▶ [Verilen Metin]
************

1. Biraz ön bilgi, hukuk ve komünist tavır…
* Avrupa Parlamentosu seçim prosodürü ile 1960 Kıbrıs Cumhuriyeti Anayasası ne kadar uyumludur?
Konuyu detaylandırmadan önce, Kıbrıs Cumhuriyeti ve Anayasası konusundaki duruşumuzu bir kez daha, kısaca ortaya koymakta yarar var.
1960’da kurulan Kıbrıs Cumhuriyeti’nin kuruluşunun sömürgelerin özgürlüğü ve ülkelerin bağımsızlığı prensiplerine aykırı olduğunu ve oluşturulan anyasasının da bunu yansıttığını görmemiz gerekmektedir.

************

[Nesnelerin nerede göründüğüne ilişkin veri kümesi satırları]

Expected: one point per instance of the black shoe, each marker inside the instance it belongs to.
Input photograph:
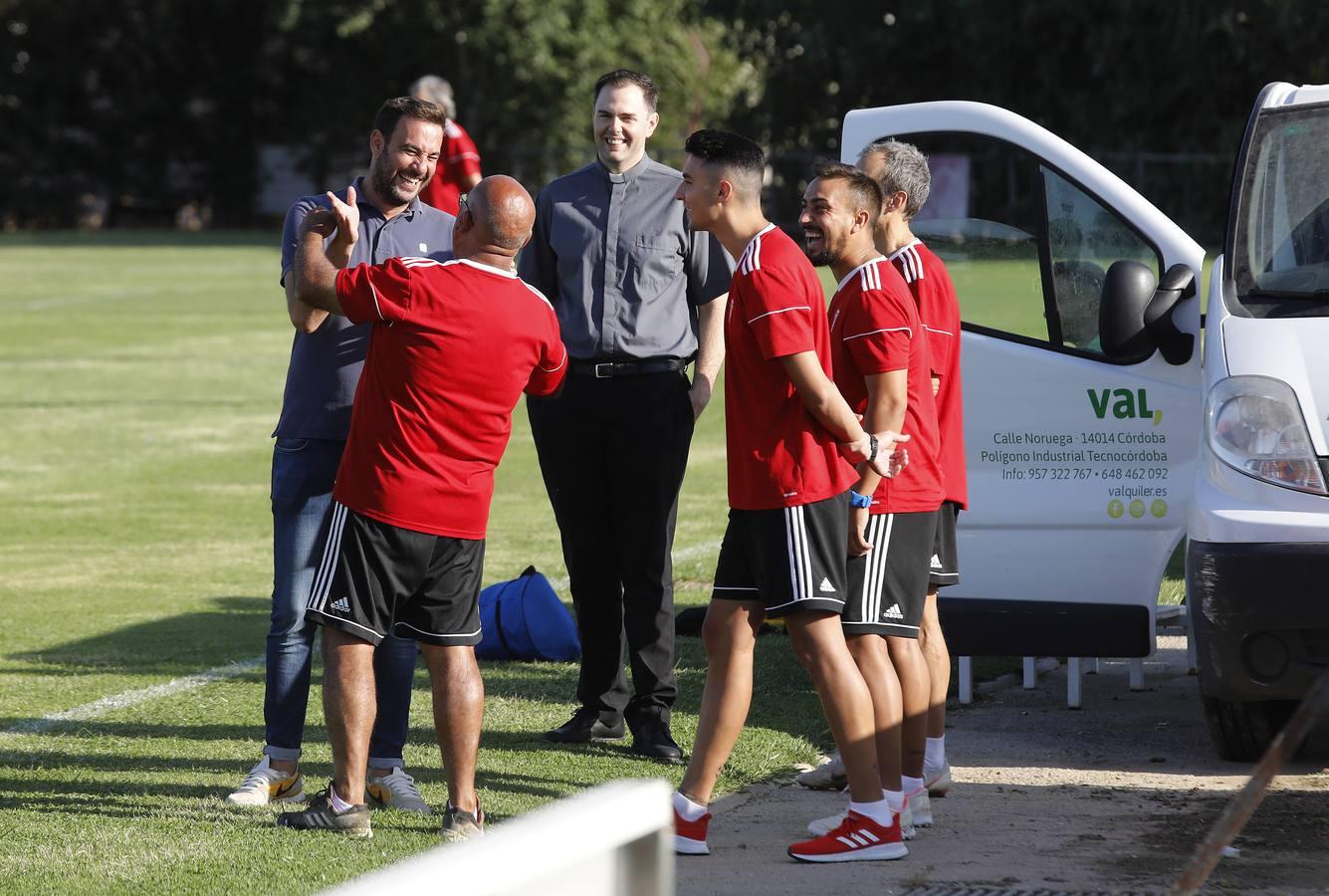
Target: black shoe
(651, 740)
(583, 728)
(321, 816)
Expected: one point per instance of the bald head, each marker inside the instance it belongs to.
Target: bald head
(501, 215)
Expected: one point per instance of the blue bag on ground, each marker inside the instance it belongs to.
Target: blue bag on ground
(524, 619)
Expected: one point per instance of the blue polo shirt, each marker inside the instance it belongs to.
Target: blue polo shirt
(326, 363)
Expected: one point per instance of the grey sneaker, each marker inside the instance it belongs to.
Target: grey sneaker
(321, 816)
(459, 824)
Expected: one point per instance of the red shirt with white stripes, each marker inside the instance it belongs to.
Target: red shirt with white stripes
(777, 452)
(456, 345)
(875, 329)
(457, 161)
(939, 309)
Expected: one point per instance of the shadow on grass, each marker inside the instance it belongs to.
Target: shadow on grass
(175, 645)
(130, 238)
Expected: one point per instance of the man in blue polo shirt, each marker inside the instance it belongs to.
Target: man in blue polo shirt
(326, 360)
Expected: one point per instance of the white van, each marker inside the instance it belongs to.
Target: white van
(1098, 433)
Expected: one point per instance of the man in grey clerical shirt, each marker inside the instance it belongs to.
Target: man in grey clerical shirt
(638, 297)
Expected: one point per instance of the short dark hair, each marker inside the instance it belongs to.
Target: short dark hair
(864, 191)
(625, 76)
(905, 170)
(399, 108)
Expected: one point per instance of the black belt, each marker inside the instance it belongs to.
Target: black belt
(606, 368)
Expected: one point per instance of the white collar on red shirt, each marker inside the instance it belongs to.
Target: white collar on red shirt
(491, 269)
(905, 248)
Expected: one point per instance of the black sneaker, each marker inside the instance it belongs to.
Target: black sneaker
(321, 816)
(459, 824)
(585, 728)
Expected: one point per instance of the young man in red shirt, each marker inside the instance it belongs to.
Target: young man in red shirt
(903, 173)
(453, 347)
(786, 428)
(883, 368)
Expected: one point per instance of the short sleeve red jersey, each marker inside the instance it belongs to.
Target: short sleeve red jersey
(935, 294)
(457, 161)
(777, 452)
(456, 345)
(875, 329)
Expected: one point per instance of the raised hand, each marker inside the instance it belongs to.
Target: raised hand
(347, 215)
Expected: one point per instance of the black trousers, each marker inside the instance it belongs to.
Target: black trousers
(613, 454)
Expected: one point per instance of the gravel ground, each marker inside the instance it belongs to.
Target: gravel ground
(1113, 797)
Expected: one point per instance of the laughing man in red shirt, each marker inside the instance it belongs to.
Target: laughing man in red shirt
(782, 552)
(453, 347)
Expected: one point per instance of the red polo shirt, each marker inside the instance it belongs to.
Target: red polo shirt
(777, 452)
(455, 345)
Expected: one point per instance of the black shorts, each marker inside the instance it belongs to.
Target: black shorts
(888, 585)
(788, 559)
(377, 578)
(945, 561)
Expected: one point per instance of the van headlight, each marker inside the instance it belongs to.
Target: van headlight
(1254, 424)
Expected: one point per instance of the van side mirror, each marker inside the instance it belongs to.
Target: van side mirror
(1127, 292)
(1135, 316)
(1178, 285)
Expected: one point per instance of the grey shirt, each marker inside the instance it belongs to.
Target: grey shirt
(326, 363)
(617, 258)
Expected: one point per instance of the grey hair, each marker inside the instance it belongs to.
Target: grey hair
(435, 90)
(904, 170)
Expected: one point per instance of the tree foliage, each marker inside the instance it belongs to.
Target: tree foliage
(147, 104)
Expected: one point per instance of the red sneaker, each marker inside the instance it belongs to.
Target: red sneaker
(690, 836)
(857, 839)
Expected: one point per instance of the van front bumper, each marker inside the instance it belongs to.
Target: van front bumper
(1258, 615)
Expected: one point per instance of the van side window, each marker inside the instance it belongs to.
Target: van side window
(1083, 240)
(1026, 248)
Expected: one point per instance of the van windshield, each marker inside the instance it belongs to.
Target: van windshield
(1281, 241)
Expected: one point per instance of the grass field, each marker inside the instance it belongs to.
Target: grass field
(139, 377)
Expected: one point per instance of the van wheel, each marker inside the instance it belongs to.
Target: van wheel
(1241, 732)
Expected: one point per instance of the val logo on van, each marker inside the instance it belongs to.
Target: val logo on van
(1125, 403)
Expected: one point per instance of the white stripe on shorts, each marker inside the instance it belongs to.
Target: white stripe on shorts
(324, 577)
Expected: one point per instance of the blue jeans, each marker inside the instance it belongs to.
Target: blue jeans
(304, 471)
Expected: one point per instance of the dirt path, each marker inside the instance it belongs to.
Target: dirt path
(1114, 797)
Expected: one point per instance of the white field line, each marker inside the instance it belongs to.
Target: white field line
(133, 698)
(125, 700)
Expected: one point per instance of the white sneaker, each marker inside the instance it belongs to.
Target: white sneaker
(396, 789)
(825, 777)
(825, 824)
(939, 782)
(266, 784)
(920, 805)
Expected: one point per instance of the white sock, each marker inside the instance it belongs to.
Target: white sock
(686, 808)
(876, 809)
(337, 803)
(935, 754)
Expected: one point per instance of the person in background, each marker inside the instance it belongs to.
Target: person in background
(459, 162)
(639, 294)
(328, 355)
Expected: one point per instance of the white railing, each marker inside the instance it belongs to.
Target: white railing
(615, 839)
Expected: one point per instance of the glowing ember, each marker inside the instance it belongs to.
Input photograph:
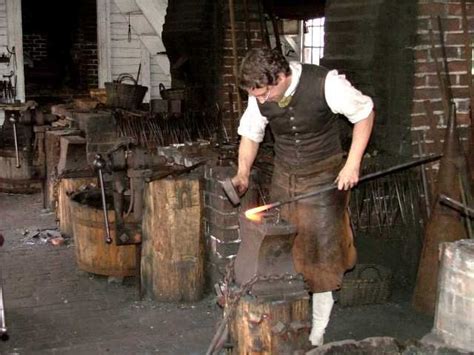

************

▶ [Görev]
Yukarıdaki verilen metne göre aşağıdaki soruları yanıtlayınız.
1. Kıbrıs Cumhuriyeti hangi yılda kurulmuştur?
2. Cumhuriyet'in kuruluşunun hangi prensiplere aykırı olduğu belirtilmektedir?
3. Metnin ilk başlığında hangi üç konu sıralanmaktadır?

▶ [Yazılı Yanıt]
1. 1960 yılında.
2. Sömürgelerin özgürlüğü ve ülkelerin bağımsızlığı prensiplerine.
3. Biraz ön bilgi, hukuk ve komünist tavır.